DATA PROVIDED:

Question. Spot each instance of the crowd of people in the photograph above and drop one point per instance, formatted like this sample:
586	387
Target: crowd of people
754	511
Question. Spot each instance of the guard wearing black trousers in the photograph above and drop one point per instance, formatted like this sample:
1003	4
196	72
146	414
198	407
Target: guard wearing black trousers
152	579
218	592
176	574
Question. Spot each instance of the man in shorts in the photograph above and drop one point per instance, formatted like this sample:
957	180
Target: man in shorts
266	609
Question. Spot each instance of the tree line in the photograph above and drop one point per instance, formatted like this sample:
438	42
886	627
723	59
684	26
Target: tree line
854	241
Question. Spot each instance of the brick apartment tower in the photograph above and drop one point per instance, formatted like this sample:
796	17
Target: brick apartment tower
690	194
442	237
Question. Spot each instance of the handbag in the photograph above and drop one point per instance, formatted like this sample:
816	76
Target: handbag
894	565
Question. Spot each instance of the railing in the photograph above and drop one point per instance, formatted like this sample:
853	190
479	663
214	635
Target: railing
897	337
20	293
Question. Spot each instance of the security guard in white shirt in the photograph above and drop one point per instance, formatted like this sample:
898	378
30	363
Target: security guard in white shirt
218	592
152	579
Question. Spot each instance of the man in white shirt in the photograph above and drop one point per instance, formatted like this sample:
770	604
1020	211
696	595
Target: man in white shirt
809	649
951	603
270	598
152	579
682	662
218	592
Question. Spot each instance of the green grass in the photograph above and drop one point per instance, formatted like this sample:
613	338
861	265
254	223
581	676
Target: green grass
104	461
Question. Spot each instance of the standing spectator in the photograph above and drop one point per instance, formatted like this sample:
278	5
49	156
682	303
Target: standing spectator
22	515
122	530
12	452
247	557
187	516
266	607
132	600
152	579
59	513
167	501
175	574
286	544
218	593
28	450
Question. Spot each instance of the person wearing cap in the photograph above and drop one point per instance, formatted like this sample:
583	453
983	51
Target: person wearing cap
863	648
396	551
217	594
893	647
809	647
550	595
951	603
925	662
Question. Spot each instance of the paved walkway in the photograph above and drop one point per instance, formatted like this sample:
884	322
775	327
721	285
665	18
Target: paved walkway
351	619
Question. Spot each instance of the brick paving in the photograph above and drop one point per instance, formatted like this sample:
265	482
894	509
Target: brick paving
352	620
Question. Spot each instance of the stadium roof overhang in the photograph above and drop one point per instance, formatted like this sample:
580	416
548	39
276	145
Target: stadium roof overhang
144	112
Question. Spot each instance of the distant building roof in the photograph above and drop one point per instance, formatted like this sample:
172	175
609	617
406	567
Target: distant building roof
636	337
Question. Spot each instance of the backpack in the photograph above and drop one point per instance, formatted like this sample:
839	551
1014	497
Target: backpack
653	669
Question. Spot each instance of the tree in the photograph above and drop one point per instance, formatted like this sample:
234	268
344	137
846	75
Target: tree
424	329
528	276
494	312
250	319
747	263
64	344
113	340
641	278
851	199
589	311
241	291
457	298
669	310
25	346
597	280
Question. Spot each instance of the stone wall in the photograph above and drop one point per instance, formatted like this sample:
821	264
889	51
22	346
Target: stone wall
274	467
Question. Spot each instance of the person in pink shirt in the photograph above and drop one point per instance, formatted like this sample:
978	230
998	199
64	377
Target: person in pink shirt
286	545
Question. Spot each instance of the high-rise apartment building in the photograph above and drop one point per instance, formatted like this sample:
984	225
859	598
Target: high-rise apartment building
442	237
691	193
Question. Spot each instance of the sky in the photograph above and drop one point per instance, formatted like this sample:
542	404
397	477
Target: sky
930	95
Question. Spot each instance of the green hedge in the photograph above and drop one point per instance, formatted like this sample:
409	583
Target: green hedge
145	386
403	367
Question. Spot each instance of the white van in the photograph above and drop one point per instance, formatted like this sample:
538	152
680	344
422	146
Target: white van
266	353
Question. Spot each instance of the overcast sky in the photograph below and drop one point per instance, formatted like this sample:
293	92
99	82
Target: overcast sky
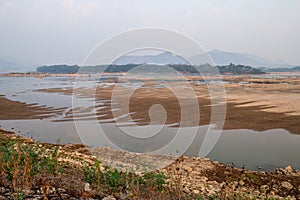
65	31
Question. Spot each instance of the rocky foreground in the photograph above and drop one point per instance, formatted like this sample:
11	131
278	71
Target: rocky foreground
73	172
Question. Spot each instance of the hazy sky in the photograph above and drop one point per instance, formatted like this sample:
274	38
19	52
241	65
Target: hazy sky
65	31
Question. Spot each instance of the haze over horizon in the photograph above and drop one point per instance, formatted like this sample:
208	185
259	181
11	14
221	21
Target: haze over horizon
50	32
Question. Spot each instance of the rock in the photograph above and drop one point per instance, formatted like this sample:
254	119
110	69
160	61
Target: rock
287	185
288	169
109	198
204	178
87	187
241	182
196	191
264	188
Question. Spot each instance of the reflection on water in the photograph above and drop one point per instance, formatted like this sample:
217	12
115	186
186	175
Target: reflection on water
268	149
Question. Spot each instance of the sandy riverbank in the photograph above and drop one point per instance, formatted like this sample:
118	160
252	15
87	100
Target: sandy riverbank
251	103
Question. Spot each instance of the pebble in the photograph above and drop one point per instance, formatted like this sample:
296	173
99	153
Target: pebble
287	185
109	198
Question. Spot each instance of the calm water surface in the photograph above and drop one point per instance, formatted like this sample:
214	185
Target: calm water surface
268	149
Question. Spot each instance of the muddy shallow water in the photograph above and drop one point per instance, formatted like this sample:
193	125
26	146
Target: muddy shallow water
267	149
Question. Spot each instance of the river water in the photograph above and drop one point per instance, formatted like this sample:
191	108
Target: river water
268	149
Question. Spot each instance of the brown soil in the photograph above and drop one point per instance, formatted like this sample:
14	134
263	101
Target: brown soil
259	104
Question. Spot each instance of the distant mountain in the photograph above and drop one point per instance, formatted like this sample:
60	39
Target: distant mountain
15	65
148	68
162	59
219	58
224	58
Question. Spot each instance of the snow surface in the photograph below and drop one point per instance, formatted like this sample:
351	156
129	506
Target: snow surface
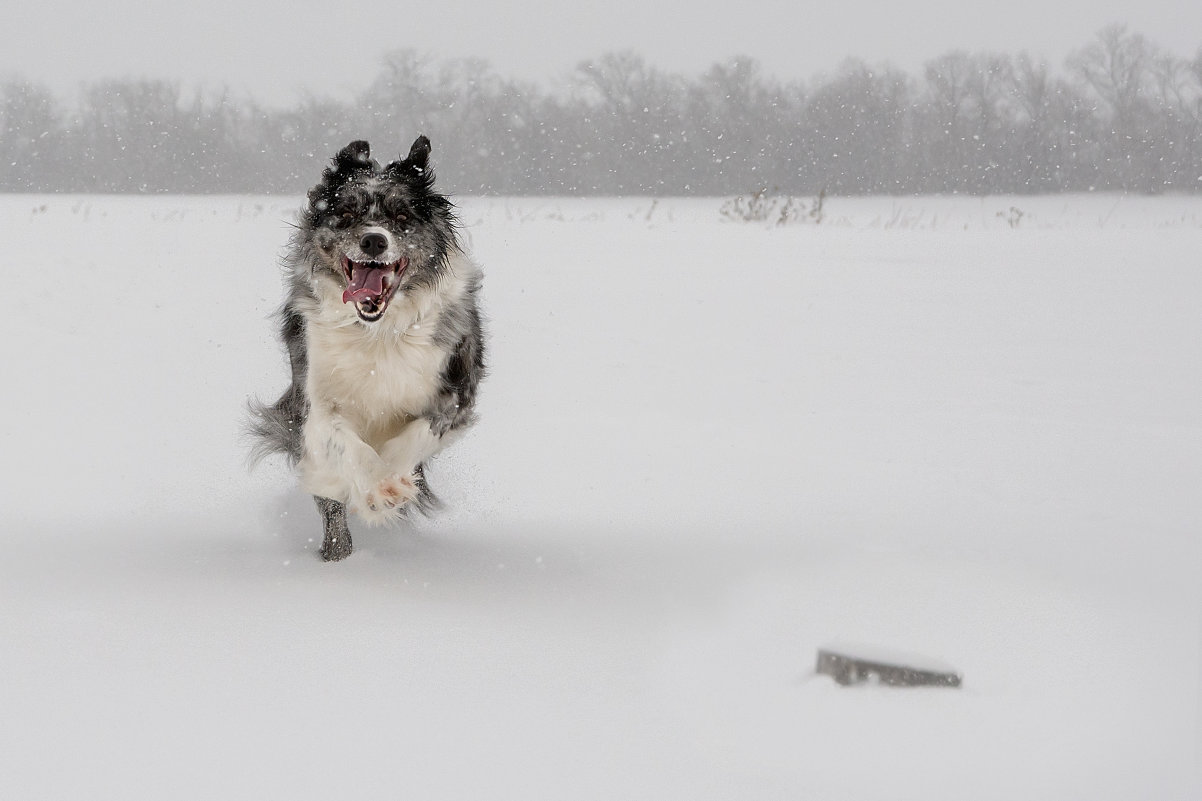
706	449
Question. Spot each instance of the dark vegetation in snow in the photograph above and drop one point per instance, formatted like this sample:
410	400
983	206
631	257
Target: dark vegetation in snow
1122	114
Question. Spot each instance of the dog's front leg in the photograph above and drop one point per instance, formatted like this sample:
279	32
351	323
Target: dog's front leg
339	466
415	444
337	541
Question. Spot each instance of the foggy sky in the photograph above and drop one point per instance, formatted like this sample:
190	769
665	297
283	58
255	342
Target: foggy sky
278	51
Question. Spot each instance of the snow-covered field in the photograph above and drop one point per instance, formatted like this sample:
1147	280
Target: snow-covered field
707	449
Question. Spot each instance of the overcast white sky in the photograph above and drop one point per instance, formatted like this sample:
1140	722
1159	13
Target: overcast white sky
280	49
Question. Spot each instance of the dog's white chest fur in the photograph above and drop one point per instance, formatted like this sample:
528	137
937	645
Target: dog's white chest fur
378	380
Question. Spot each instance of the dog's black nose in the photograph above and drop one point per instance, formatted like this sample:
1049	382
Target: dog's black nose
374	244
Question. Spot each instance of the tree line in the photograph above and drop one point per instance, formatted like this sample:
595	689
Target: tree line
1119	114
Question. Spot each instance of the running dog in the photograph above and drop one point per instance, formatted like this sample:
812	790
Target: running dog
382	330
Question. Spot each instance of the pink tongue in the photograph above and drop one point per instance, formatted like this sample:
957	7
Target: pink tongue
366	283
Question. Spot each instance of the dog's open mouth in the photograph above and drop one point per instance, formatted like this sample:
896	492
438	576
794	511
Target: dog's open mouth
370	285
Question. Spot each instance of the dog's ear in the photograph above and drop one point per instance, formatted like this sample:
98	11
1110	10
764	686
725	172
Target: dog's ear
416	164
418	154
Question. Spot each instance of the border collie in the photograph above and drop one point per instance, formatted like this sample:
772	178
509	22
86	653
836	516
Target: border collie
384	333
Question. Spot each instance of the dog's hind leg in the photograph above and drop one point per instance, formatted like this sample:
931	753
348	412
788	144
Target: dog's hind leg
337	543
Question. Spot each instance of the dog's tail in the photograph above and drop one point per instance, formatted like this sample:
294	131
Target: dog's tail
277	428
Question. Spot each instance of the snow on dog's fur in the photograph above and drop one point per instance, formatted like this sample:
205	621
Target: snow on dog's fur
384	334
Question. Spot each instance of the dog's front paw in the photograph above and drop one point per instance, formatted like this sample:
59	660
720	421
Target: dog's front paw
382	502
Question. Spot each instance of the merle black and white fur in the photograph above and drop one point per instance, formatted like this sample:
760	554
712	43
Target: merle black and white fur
384	333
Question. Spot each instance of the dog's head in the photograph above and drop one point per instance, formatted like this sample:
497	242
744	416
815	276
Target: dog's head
376	231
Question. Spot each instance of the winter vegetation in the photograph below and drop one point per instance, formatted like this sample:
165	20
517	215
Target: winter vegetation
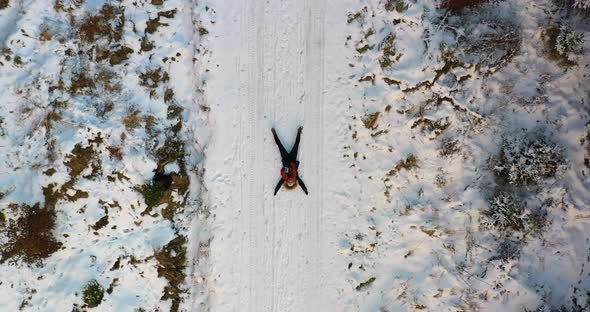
446	148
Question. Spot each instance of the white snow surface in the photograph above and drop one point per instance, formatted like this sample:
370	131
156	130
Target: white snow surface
400	213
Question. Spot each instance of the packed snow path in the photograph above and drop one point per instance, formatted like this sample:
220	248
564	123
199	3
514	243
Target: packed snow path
271	253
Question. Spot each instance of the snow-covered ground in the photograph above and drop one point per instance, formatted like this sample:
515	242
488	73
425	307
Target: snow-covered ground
446	153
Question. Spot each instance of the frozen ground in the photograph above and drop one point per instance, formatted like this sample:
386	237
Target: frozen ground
446	153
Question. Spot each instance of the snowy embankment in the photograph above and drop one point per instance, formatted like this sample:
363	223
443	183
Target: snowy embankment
101	131
470	134
446	153
447	148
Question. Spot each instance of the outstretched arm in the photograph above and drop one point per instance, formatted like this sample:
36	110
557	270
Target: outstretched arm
303	187
279	144
295	148
278	186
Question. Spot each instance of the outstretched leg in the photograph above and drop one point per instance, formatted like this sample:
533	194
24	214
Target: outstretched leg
278	186
284	153
303	187
295	148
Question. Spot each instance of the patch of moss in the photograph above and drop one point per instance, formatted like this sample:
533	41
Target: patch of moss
364	48
427	124
31	237
370	120
120	55
48	121
399	5
152	78
411	162
152	194
93	294
146	45
82	84
153	24
168	97
549	37
358	16
172	151
4	4
171	265
365	284
108	24
133	120
102	222
369	78
389	53
174	111
390	81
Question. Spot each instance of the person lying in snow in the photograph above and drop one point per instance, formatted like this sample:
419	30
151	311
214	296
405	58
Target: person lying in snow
289	175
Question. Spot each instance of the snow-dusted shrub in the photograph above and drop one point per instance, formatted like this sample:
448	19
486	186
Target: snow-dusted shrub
507	250
582	4
507	211
569	42
524	161
93	294
563	43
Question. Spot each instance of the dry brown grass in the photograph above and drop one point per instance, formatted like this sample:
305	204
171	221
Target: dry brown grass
411	162
171	265
31	237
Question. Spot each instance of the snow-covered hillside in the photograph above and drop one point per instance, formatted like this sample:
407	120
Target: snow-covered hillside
445	146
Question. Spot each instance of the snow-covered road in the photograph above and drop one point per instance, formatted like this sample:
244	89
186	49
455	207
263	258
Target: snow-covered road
274	253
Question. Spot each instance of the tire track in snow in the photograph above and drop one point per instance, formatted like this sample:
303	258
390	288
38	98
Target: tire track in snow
277	240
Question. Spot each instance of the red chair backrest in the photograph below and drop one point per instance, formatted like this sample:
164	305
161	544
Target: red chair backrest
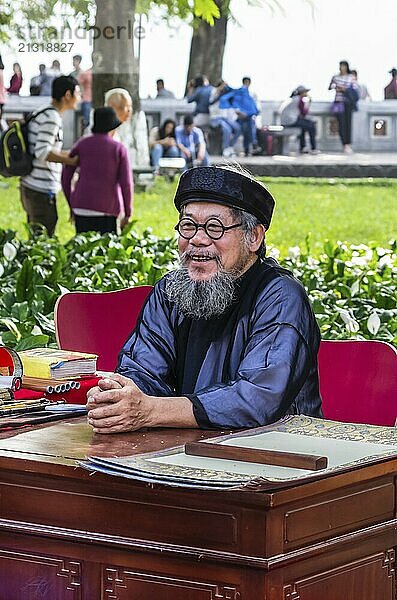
358	381
98	322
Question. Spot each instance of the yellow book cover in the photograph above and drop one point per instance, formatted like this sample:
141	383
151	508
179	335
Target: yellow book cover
53	363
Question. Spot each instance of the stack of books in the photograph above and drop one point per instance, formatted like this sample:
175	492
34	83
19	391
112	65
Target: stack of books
55	371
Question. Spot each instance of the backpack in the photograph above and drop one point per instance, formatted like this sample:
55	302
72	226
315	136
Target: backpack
352	96
15	157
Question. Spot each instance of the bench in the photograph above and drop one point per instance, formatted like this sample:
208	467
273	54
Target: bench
276	139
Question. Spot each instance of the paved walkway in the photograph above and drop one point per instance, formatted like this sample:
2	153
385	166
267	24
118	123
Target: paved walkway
321	165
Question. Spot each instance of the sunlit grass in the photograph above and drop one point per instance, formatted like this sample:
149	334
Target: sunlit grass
354	211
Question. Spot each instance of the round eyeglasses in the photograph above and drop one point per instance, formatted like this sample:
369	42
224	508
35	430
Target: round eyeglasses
214	228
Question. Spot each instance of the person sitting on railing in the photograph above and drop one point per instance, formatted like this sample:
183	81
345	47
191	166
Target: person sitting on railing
162	143
293	113
190	141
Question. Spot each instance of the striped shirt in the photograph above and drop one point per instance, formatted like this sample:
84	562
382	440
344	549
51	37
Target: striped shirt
45	134
341	81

TASK STATEMENT: The required output is the exact sequence of lines from the one containing "Question. Spot each instance of the stack" through the end of the listing, both endpoints included.

TASK ANSWER:
Question. Spot each instance of the stack of books in the photograph above and drop one point per instance, formatted like this sample:
175	492
34	83
19	391
112	65
Target: stack of books
55	371
Question. Spot each instance of the backpack in the photograph above and drop one point per instance, formatted like this sample:
55	302
72	226
315	136
Target: backpack
352	96
15	157
Question. Spot each instance of the bench in the photograph above and drop one point per instance, formatted like this sample:
208	467
273	54
Target: bench
276	139
Question. Spot each instance of the paved walkway in the photograph above and drop one point per instance, formatted like this sample:
2	153
385	166
267	24
118	123
Target: paved walkway
321	165
Question. Spot each instance of the sunlit grass in the photograph above and drop one point per instance, formatted like this sample:
149	334
Target: sunlit grass
354	211
Question. Spot each instance of the round eyeglasses in the photograph above and drop one point per instance, formatted like this sample:
369	42
224	508
35	430
Target: round eyeglasses
214	228
Question. Spot each instance of the person sitting on railing in the photograph above and drop one point per instance, formatted like this sample:
183	81
345	47
191	166
Target: person sitting on railing
162	143
293	113
190	141
Question. Spot each instance of the striped shirt in the photograph above and drop one point per instance, formatted like this sample:
84	562
382	440
344	549
51	37
Target: striped shirt
45	134
341	81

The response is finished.